Start of Supplied data

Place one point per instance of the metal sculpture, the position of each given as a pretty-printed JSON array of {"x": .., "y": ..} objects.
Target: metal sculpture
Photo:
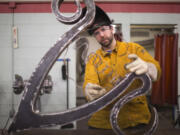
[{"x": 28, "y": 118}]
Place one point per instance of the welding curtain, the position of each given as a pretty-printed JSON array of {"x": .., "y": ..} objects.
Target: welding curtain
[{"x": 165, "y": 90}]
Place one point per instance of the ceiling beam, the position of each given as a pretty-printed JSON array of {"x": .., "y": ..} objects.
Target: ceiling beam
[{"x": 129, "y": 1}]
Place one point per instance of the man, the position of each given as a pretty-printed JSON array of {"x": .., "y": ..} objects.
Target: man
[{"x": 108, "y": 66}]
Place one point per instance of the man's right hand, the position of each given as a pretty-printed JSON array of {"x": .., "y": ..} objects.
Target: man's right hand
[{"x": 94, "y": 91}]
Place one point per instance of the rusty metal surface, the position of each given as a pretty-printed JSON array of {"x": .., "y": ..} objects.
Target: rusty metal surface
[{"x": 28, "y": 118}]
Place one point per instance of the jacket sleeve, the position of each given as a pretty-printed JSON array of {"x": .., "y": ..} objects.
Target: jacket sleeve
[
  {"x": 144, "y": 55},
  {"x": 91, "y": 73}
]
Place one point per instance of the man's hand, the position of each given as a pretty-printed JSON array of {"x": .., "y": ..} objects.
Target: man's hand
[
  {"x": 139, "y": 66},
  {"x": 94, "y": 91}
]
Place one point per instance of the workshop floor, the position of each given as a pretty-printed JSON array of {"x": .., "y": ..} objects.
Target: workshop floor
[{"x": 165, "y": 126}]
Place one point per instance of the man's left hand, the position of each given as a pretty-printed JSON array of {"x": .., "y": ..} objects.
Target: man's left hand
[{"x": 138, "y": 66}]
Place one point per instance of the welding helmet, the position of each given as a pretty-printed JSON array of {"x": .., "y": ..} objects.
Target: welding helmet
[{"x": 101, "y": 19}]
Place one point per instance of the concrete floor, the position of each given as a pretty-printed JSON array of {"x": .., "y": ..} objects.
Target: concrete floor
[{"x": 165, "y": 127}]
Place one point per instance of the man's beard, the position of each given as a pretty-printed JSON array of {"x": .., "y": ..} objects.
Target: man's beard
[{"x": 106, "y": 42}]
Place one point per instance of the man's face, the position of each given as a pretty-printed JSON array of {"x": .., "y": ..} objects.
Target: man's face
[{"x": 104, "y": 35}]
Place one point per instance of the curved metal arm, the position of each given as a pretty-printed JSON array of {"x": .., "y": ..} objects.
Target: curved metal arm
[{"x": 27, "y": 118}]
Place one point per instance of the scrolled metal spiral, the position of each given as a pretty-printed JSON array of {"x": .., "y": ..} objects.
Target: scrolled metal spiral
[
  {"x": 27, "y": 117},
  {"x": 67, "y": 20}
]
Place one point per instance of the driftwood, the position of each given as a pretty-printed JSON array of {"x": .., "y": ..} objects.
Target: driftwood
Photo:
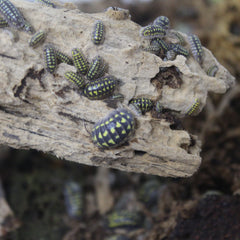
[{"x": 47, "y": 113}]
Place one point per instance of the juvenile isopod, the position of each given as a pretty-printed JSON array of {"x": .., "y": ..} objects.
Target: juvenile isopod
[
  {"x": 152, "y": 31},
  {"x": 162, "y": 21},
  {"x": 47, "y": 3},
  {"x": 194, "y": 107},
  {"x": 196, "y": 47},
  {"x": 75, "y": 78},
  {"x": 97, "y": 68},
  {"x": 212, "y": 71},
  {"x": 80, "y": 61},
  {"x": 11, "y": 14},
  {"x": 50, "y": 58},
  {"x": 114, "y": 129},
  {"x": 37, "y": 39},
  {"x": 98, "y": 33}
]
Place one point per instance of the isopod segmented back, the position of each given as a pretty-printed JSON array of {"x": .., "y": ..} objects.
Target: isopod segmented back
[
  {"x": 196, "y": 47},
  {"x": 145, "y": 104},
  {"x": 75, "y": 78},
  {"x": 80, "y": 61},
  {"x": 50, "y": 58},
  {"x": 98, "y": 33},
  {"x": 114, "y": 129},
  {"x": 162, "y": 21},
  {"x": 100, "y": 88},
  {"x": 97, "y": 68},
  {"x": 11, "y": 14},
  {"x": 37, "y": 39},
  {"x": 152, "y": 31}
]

End of Supplied data

Written instruction: Scale the stretch of lines from the one containing "Place one point per instance of the driftwood, the" through the last line above, both ends included. Write every line in that stretch again, requests included. Multiply each x and y coordinate in the answers by 0.25 and round to a whole number, with halves going up. Leave the pictures out.

The answer:
Place one point per instance of the driftwood, the position of each given as a pretty-printed JSON array of {"x": .., "y": ..} objects.
Target: driftwood
Photo:
[{"x": 12, "y": 28}]
Place one point per instance of the juvenile isopod, the position of each given as a pretty-printed JSON array of {"x": .., "y": ..} objects.
Target: juvenile isopod
[
  {"x": 38, "y": 8},
  {"x": 41, "y": 5},
  {"x": 12, "y": 1},
  {"x": 49, "y": 27},
  {"x": 49, "y": 12},
  {"x": 19, "y": 20},
  {"x": 24, "y": 17},
  {"x": 53, "y": 18},
  {"x": 20, "y": 15},
  {"x": 3, "y": 4},
  {"x": 13, "y": 15},
  {"x": 29, "y": 32},
  {"x": 9, "y": 10},
  {"x": 25, "y": 8}
]
Place one point per instance of the isopod segmented back, the position of each given as a pretty-printed JSON array of {"x": .., "y": ..} objects.
Target: isopod segmented back
[
  {"x": 49, "y": 12},
  {"x": 36, "y": 26},
  {"x": 19, "y": 20},
  {"x": 20, "y": 15},
  {"x": 13, "y": 15},
  {"x": 25, "y": 8},
  {"x": 29, "y": 32},
  {"x": 41, "y": 5},
  {"x": 25, "y": 22},
  {"x": 24, "y": 17},
  {"x": 3, "y": 4},
  {"x": 9, "y": 10},
  {"x": 38, "y": 8}
]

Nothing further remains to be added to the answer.